"""

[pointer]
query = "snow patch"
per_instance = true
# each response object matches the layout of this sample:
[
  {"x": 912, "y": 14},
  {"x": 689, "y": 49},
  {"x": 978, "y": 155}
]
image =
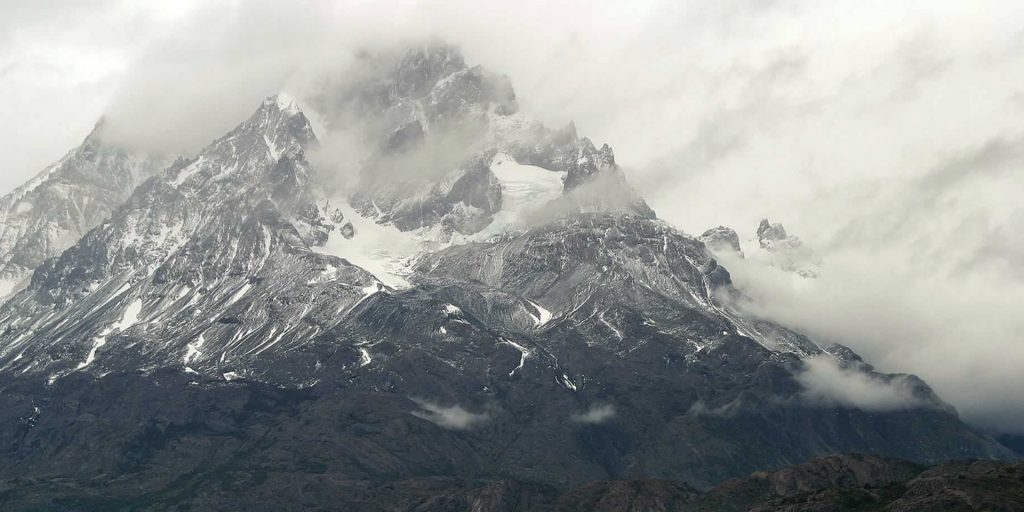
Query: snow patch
[
  {"x": 524, "y": 189},
  {"x": 543, "y": 316},
  {"x": 523, "y": 351},
  {"x": 382, "y": 250},
  {"x": 96, "y": 343},
  {"x": 128, "y": 318},
  {"x": 193, "y": 349}
]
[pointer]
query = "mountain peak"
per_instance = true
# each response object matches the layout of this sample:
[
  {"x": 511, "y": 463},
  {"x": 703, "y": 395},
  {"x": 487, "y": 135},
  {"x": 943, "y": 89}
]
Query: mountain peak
[{"x": 284, "y": 102}]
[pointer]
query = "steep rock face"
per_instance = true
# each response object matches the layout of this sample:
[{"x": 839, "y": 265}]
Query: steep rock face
[
  {"x": 201, "y": 339},
  {"x": 722, "y": 239},
  {"x": 437, "y": 122},
  {"x": 786, "y": 251},
  {"x": 206, "y": 266},
  {"x": 53, "y": 210}
]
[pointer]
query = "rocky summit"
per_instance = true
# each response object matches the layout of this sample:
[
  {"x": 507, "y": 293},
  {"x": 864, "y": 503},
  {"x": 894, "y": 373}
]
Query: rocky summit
[{"x": 489, "y": 317}]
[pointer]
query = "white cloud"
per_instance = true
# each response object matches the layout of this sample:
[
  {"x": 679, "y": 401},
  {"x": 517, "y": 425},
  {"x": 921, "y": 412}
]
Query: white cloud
[
  {"x": 455, "y": 417},
  {"x": 888, "y": 135},
  {"x": 825, "y": 382},
  {"x": 596, "y": 415}
]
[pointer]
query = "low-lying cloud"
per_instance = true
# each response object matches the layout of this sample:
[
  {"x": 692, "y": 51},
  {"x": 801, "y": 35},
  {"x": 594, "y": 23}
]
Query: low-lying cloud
[
  {"x": 596, "y": 415},
  {"x": 888, "y": 135},
  {"x": 455, "y": 417},
  {"x": 827, "y": 383}
]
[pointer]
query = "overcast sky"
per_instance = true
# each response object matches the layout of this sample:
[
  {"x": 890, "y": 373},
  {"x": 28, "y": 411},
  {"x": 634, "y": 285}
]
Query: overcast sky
[{"x": 889, "y": 135}]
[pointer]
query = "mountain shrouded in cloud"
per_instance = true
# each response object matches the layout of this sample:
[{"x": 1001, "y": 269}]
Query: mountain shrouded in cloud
[{"x": 422, "y": 266}]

"""

§ WRITTEN EXERCISE: Reproduce the material word for word. Any pictures should be left out of the copy.

§ THE RESULT:
[pointer]
query = "snow patch"
per_instance = true
# each response object matches the layout of this sample:
[
  {"x": 912, "y": 14},
  {"x": 689, "y": 49},
  {"x": 978, "y": 155}
]
image =
Query: snow patch
[
  {"x": 524, "y": 189},
  {"x": 543, "y": 316},
  {"x": 523, "y": 351},
  {"x": 382, "y": 250},
  {"x": 96, "y": 343},
  {"x": 128, "y": 318},
  {"x": 193, "y": 349}
]
[pointer]
query = "mountain peak"
per_instance = true
# each response object matches the layout of this sample:
[
  {"x": 511, "y": 463},
  {"x": 703, "y": 395},
  {"x": 487, "y": 135},
  {"x": 943, "y": 89}
]
Query: mountain peak
[{"x": 284, "y": 102}]
[pointer]
query = "steep rock face"
per_instance = true
# each response object matches the layout of this sample:
[{"x": 839, "y": 265}]
Query: steep rock face
[
  {"x": 201, "y": 339},
  {"x": 722, "y": 239},
  {"x": 437, "y": 122},
  {"x": 786, "y": 251},
  {"x": 206, "y": 266},
  {"x": 53, "y": 210}
]
[pointer]
query = "rocky summit"
per_instance = true
# each response object matches the layout of this sample:
[
  {"x": 507, "y": 293},
  {"x": 864, "y": 503},
  {"x": 894, "y": 373}
]
Query: rocky summit
[{"x": 489, "y": 317}]
[pointer]
query = "white cloud"
per_instance = true
# each response object matches the layout of this sample:
[
  {"x": 679, "y": 401},
  {"x": 517, "y": 425},
  {"x": 921, "y": 412}
]
Query: white cloud
[
  {"x": 455, "y": 417},
  {"x": 888, "y": 135},
  {"x": 825, "y": 382},
  {"x": 596, "y": 415}
]
[pointer]
query = "low-lying cloud"
per_instance = true
# each response object matches the layout of this sample:
[
  {"x": 692, "y": 51},
  {"x": 801, "y": 35},
  {"x": 594, "y": 23}
]
Query: low-lying cloud
[
  {"x": 596, "y": 415},
  {"x": 888, "y": 135},
  {"x": 455, "y": 417},
  {"x": 827, "y": 383}
]
[pointer]
query = "overcast sky"
per_instance = true
# each response object matches the layout of this sample:
[
  {"x": 890, "y": 373},
  {"x": 28, "y": 411},
  {"x": 634, "y": 285}
]
Query: overcast sky
[{"x": 889, "y": 135}]
[pointer]
query = "mountain shrouded in cloud"
per_instance = true
# each response object matches the layout of this sample:
[{"x": 1001, "y": 269}]
Query: mountain shrouded in cloud
[{"x": 422, "y": 266}]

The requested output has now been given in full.